* Task inputs:
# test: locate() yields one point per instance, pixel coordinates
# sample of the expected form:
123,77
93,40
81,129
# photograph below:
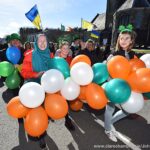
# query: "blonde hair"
63,43
133,37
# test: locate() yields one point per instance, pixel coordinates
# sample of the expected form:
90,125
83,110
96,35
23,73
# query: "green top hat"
14,36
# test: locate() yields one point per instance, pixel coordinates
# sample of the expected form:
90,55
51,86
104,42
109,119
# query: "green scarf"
41,60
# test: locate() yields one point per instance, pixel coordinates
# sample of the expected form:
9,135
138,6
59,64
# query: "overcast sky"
53,13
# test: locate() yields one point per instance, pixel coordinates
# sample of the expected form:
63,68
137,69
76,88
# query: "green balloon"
117,91
13,81
147,95
62,65
6,69
100,73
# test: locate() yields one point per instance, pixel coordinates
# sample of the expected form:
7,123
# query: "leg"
68,123
119,115
110,108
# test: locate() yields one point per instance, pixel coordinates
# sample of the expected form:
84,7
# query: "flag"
86,25
34,17
69,29
62,27
95,34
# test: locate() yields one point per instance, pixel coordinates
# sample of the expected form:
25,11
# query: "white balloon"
134,104
82,73
52,81
70,90
31,95
146,59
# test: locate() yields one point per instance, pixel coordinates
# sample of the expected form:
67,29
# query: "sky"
53,13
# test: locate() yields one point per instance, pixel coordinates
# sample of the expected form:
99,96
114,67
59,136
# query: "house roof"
133,4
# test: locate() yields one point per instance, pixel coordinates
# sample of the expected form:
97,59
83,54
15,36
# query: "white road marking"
119,135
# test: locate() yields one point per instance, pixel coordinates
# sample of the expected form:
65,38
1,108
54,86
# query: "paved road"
89,133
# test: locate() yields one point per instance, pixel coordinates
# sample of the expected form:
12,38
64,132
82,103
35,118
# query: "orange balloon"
119,67
95,96
76,105
140,80
15,108
136,64
82,95
36,122
80,58
56,106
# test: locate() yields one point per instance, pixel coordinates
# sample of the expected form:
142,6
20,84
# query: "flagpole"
81,28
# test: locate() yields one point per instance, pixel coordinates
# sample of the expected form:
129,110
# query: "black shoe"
69,125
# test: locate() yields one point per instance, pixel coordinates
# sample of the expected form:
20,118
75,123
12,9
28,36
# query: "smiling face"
90,46
15,42
42,42
64,50
125,41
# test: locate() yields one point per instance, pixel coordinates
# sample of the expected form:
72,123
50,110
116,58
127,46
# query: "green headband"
123,28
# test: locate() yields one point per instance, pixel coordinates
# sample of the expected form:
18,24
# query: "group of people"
36,60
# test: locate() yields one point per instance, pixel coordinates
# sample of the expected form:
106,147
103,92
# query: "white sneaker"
111,135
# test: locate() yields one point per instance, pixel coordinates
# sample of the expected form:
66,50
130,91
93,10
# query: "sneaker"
111,135
69,125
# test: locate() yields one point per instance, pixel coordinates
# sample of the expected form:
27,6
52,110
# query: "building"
124,12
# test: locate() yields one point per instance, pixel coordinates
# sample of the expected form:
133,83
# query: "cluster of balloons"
131,79
8,70
77,84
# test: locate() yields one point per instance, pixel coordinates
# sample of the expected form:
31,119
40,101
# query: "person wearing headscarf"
37,61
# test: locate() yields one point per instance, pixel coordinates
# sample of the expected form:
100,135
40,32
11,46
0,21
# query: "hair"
89,41
63,43
133,37
26,45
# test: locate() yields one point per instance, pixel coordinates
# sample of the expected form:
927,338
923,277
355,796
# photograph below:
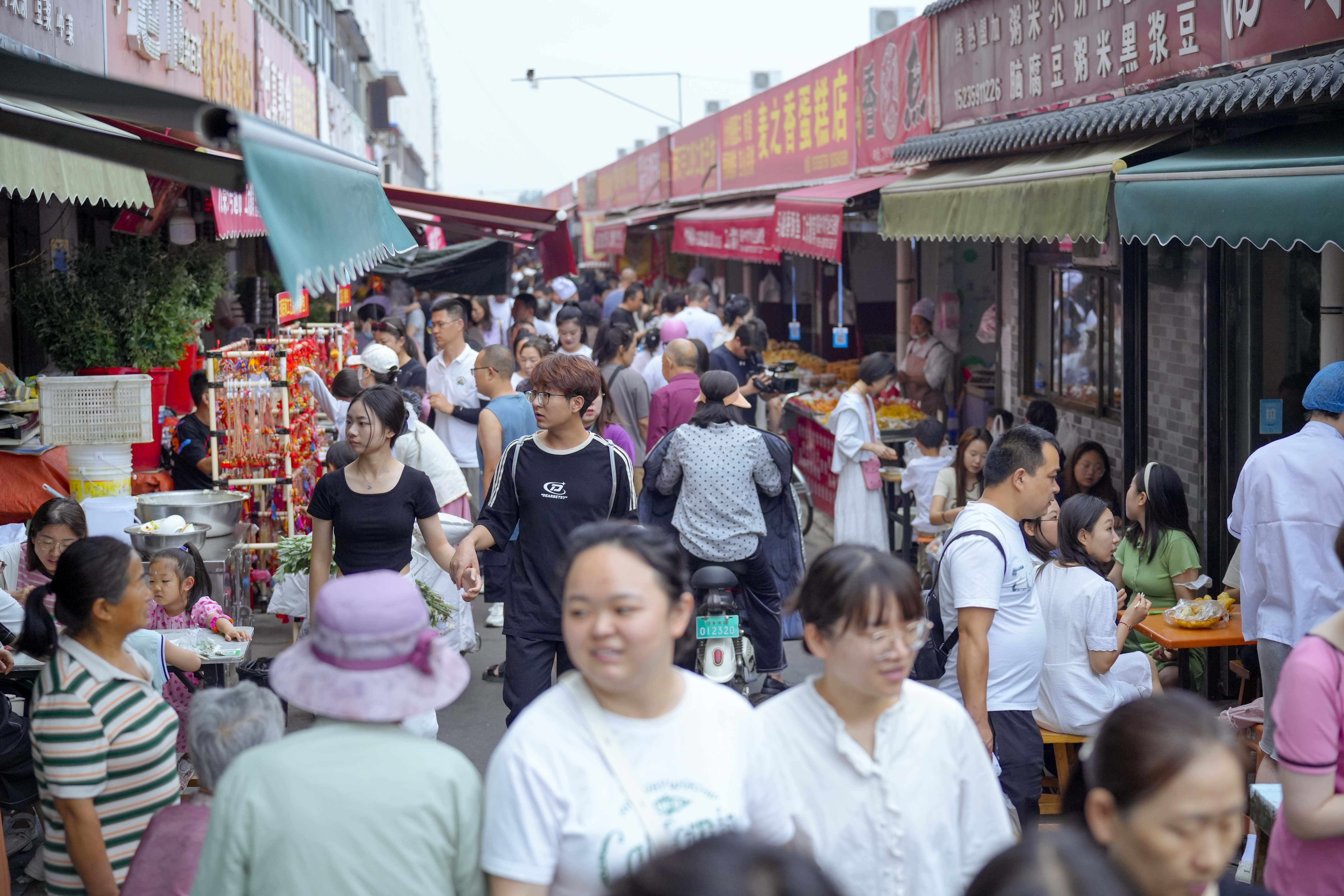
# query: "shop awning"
475,268
1041,197
808,222
741,233
475,217
326,212
1283,186
33,170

* Problem to solve: Extract all the entries word for word; omit any pictures.

* Solution to this problem:
# test: locate() yields one point per instance, pixel coordinates
# sample of the expected form:
123,77
93,40
81,129
# photograph below:
# query: "blonde hair"
63,43
133,37
# test: locate() yields one point per instance, pixel coordinates
# sample of the expected form:
90,125
83,110
96,35
23,73
# query: "green top hat"
14,36
# test: locate() yields one point per instance, pixel coordinates
# sample of the expected form:
90,55
51,86
104,42
109,119
# query: "green scarf"
41,60
# test: locate() yields one point per instance, pixel coordinates
# sample of the expected form:
9,135
138,6
59,64
# query: "overcast sky"
53,13
# test: locate() yields one point per instance, pixel coordinates
# sample of the expected form:
63,68
137,69
76,88
# query: "green balloon"
117,91
13,81
147,95
62,65
6,69
100,73
# test: locate() yields one point per instance, pixel coordinates
# sample of the expected form:
7,123
# query: "leg"
68,123
119,115
110,108
# test: locate() yields one point per instance, pixel coordinates
# sample of the expected form:
84,7
# query: "flag"
86,25
34,17
69,29
62,27
95,34
# test: locate() yields one point per instance, pixel coordinates
# sample of the expected form:
25,11
# query: "white balloon"
134,104
82,73
52,81
70,90
31,95
146,59
# test: locate() yields one point per instance, pixel coordinates
# sample of the expected form:
67,29
# query: "sky"
53,13
# test: locate() yields one point per instance, pixel coordinates
# sample of the expected form:
99,96
114,67
59,136
# query: "house roof"
133,4
# test: locate() yields one point per instance, pixel coordinates
# sample of the expected form:
97,59
83,54
15,36
# query: "white road marking"
119,135
# test: locate() yields one point per instance, pixel coordinates
# sample of the expected form:
65,38
1,108
54,86
# query: "paved road"
89,133
# test: locate() yields one point per instance, pixel coordinates
# sample of the expected form:
12,38
64,132
82,103
35,118
# query: "orange balloon"
119,67
95,96
76,105
140,80
15,108
136,64
82,95
36,122
80,58
56,106
# test: locate() yields one point per instance, pixel coordinates
# sample of the expected form:
142,6
20,84
# query: "flagpole"
81,28
# test: locate() yields one point per instance, pixel coordinates
# sample of the expected form:
129,110
# query: "black shoe"
69,125
# test: locate() yields one point per instance, pixel coordinates
# sample of the expected form:
20,118
75,123
12,9
28,36
# query: "smiling face"
90,46
15,42
42,42
64,50
125,41
# test: locate() yields one point per instance, pixel coordinates
# sample of the expected form:
72,123
50,110
116,58
127,46
# query: "green headband"
123,28
# test: locate() yields one point per instance, pixel coordinates
# sample of the expected form:
18,24
# query: "group of people"
36,60
# test: locate() yields one point per instance, pixel coordinates
# sample of the expected form:
106,147
103,92
# query: "white sneaker"
111,135
# test: locate() yields one point per instance, pixel coordinates
# sample of the expected form:
66,50
130,91
93,10
# query: "sneaker"
111,135
69,125
# test: locate() yields one point per instance, pixel coordinates
# sample of the expected form:
27,6
52,110
# query: "building"
124,12
# test: locate() yields one point per instance, pixel coordinates
# sample of the expected form:
133,83
# query: "cluster of balloons"
131,79
8,70
77,84
# test: locate() yields one point per instance, pixel coordinates
# sample of the expected form:
31,119
40,101
# query: "person wearing headscarf"
37,61
# test: locate() yields one point per instance, pixel coordinates
# sample of the expected form:
100,135
40,32
11,46
0,21
# query: "hair"
89,41
63,43
133,37
26,45
# test: locate() yields one point per instance, pixel coordinates
# sample of the expected form:
927,338
923,277
355,796
# photograph below:
# query: "shop awning"
475,268
1041,197
808,222
741,233
475,217
326,212
1283,186
33,170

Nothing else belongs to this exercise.